**TEXTE SOURCE:**
L’employeur ne doit pas exercer ses droits pour nuire à une association de salariés

Par Grégoire Deniger, avocat

Par Grégoire Deniger

Avocat

Dans l’affaire Unifor, section
locale 1209
c. Lessard, 2018 QCTAT 1137, dans le cadre d’une grève de plus de deux ans, le Tribunal
administratif du travail (ci-après désigné TAT)
s’est penché sur des plaintes pour entrave aux activités syndicales (art. 12 du
Code du travail, ci-après désigné Code ou C.t.),
conduite antisyndicale (art. 13-14 C.t.), représailles antisyndicales (art. 15.
C.t.) et négociation de mauvaise foi (art. 53 C.t.).


La conduite
reprochée à l’employeur concernait l’abolition de vingt-trois (23) postes
syndiqués le 5 mai 2017 et ce, alors qu’une grève était en cours depuis le 1er
avril 2015.

Mentionnons que
ces postes existaient lors du déclenchement de la grève et que trois de ces
postes étaient occupés par des officiers syndicaux.

Soulignons
également l’historique pour le moins acrimonieux entre les parties (par. 7
à 23) : dès l’accréditation du syndicat en 2003, l’employeur et le
syndicat se sont engagés dans de nombreuses procédures concernant
l’accréditation avant qu’une convention collective entre en vigueur en 2007 et
ce, jusqu’en 2015.

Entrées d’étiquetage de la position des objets
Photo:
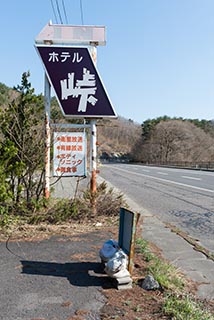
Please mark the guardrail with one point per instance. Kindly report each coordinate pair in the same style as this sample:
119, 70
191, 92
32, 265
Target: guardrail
185, 164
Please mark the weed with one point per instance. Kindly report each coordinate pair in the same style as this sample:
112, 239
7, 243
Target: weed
185, 308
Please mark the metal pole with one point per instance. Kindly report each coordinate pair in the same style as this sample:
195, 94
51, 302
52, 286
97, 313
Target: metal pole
93, 145
93, 156
47, 95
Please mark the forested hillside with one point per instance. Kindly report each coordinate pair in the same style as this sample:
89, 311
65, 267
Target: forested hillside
160, 140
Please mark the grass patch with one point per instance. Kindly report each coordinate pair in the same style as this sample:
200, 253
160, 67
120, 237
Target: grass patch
185, 308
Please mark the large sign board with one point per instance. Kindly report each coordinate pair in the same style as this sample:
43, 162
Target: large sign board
69, 154
77, 84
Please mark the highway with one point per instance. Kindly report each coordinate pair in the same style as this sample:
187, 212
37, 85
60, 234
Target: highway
183, 198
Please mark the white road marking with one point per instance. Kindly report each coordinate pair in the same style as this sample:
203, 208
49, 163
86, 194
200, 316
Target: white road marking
163, 173
192, 178
165, 180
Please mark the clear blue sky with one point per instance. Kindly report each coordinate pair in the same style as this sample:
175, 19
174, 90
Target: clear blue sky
159, 57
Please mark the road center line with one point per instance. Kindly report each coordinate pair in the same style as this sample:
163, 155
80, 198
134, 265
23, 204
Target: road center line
191, 178
163, 173
165, 180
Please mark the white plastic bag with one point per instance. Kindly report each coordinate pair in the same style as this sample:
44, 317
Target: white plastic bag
118, 262
108, 250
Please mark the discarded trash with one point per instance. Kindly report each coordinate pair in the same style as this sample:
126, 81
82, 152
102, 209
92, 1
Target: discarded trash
116, 263
109, 248
149, 283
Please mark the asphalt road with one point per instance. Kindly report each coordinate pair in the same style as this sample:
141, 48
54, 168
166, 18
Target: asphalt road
183, 198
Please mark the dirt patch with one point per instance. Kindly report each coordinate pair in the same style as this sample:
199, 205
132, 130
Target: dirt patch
132, 304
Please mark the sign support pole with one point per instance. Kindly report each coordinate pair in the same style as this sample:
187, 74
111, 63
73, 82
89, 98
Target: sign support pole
47, 91
93, 52
93, 163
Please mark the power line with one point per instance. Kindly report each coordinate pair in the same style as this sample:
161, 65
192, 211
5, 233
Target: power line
63, 5
58, 10
81, 9
54, 11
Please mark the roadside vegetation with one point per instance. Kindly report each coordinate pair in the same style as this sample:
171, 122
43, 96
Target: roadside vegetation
22, 203
179, 303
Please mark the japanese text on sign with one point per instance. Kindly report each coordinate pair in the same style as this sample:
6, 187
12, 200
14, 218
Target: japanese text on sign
69, 154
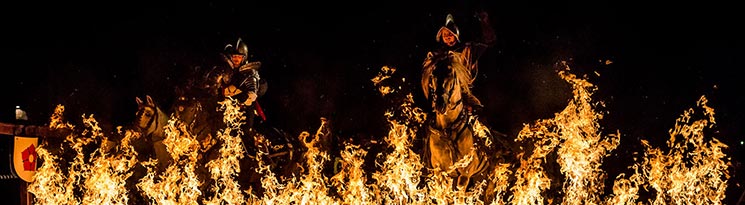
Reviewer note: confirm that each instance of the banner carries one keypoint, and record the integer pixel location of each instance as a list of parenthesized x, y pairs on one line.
[(24, 157)]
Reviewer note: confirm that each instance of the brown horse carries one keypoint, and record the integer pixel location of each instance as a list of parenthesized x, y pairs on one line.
[(449, 135), (150, 121)]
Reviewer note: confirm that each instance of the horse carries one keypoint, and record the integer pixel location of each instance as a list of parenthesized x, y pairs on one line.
[(449, 134), (150, 121)]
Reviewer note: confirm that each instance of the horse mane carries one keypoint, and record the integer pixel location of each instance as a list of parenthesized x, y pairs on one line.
[(436, 63), (154, 128)]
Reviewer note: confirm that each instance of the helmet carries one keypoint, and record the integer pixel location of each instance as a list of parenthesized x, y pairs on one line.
[(449, 26), (239, 48)]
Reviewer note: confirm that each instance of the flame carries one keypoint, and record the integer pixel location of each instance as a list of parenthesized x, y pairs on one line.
[(178, 184), (225, 169), (692, 171), (569, 147), (351, 181)]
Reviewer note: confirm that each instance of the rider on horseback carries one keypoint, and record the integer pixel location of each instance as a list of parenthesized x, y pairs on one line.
[(241, 79), (468, 52)]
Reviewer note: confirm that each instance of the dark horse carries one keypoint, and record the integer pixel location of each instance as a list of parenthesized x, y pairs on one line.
[(450, 135)]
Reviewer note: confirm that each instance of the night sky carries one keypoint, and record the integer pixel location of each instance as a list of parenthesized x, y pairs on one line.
[(318, 59)]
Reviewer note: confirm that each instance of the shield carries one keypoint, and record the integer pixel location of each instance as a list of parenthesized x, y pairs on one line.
[(25, 157)]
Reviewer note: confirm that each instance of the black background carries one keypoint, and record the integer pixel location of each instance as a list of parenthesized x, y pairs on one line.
[(318, 58)]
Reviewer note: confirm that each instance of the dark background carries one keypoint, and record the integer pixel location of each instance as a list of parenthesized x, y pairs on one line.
[(318, 58)]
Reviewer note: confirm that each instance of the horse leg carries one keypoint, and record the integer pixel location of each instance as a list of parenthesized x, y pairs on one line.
[(440, 151), (465, 146), (162, 155)]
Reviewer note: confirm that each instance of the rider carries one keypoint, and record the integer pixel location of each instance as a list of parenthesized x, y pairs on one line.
[(449, 37), (241, 80)]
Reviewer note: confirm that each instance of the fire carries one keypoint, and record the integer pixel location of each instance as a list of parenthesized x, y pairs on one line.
[(693, 169), (178, 184), (225, 169), (559, 161)]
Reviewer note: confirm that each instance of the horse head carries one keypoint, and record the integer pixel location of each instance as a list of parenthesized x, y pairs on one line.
[(149, 119), (443, 83)]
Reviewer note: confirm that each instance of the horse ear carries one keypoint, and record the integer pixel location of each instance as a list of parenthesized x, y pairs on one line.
[(149, 100)]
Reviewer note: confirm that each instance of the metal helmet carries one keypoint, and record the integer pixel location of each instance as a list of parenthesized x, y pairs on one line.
[(238, 48), (449, 26)]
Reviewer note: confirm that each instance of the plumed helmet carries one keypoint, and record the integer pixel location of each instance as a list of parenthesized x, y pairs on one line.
[(239, 48), (449, 26)]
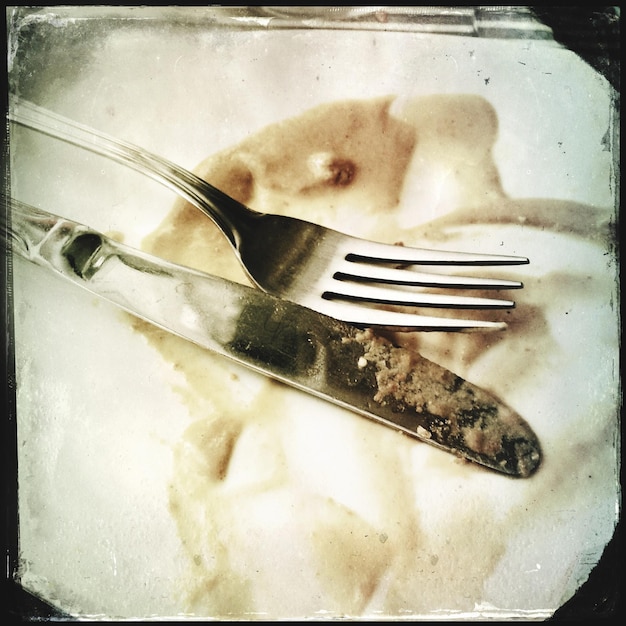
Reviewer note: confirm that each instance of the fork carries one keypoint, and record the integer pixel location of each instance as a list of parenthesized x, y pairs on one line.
[(364, 283)]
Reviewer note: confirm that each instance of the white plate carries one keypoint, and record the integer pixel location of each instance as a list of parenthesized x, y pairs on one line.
[(321, 514)]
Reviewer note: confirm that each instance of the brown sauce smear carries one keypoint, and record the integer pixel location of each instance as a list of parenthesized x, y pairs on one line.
[(349, 165)]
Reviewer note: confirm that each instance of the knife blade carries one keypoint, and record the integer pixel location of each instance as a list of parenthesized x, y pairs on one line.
[(348, 366)]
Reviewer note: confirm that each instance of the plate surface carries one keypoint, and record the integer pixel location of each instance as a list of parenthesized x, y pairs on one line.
[(156, 480)]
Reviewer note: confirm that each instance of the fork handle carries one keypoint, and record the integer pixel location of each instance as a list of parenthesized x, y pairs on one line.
[(232, 217)]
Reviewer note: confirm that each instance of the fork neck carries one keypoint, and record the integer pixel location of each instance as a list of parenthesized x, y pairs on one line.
[(236, 220)]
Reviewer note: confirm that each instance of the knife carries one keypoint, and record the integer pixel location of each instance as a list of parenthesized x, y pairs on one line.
[(348, 366)]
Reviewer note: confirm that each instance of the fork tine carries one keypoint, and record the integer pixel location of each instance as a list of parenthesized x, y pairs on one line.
[(366, 251), (370, 272), (359, 315), (397, 296)]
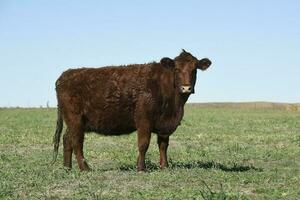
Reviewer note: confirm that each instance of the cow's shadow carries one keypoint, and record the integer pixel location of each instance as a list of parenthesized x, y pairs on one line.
[(193, 165)]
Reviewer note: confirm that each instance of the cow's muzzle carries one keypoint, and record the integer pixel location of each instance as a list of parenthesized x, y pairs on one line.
[(187, 89)]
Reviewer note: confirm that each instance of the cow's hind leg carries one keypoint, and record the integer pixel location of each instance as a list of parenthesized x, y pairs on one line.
[(144, 136), (68, 149), (163, 143), (77, 143)]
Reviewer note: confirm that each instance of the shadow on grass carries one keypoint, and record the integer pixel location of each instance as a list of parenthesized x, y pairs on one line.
[(193, 165)]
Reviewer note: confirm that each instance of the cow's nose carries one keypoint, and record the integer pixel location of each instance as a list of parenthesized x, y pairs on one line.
[(186, 89)]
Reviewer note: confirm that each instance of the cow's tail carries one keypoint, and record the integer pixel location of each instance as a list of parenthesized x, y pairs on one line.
[(57, 135)]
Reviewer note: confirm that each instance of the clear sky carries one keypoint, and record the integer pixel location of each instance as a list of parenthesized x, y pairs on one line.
[(254, 45)]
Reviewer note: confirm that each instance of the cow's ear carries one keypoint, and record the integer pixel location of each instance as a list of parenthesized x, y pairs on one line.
[(167, 62), (203, 64)]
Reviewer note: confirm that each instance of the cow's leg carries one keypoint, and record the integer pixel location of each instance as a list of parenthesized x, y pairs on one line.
[(77, 143), (163, 143), (144, 136), (67, 150)]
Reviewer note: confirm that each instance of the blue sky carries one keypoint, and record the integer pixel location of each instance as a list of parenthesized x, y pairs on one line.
[(254, 45)]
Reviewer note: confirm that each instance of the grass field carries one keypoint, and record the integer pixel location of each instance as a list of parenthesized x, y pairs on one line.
[(217, 153)]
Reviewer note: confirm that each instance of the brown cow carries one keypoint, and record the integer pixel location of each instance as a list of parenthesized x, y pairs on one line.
[(119, 100)]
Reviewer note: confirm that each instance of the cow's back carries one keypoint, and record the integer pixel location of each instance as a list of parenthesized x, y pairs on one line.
[(104, 98)]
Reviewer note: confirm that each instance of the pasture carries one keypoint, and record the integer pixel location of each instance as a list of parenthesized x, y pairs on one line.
[(218, 152)]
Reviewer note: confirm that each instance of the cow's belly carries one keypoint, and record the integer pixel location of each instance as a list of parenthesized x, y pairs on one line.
[(110, 121)]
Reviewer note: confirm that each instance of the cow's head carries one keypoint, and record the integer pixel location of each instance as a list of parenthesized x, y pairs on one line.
[(185, 68)]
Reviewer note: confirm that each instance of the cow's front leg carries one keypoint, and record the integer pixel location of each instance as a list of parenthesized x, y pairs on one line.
[(144, 136), (163, 143)]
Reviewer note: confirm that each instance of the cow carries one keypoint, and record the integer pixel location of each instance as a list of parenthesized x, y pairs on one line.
[(115, 100)]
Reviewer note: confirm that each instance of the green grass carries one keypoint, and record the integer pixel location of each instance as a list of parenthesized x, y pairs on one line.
[(217, 153)]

**CONSIGNES:**
[A] Énumérez tous les types de plaintes sur lesquels le Tribunal administratif du travail s’est penché selon le texte source.
[B] Citez le passage du texte source qui va de « s’est penché sur » jusqu’à « antisyndicales (art. 15. ».

**RÉPONSES PAR CONSIGNE:**
[A]
- Entrave aux activités syndicales (art. 12 C.t.)
- Conduite antisyndicale (art. 13-14 C.t.)
- Représailles antisyndicales (art. 15 C.t.)
- Négociation de mauvaise foi (art. 53 C.t.)

[B]
s’est penché sur des plaintes pour entrave aux activités syndicales (art. 12 du
Code du travail, ci-après désigné Code ou C.t.),
conduite antisyndicale (art. 13-14 C.t.), représailles antisyndicales (art. 15.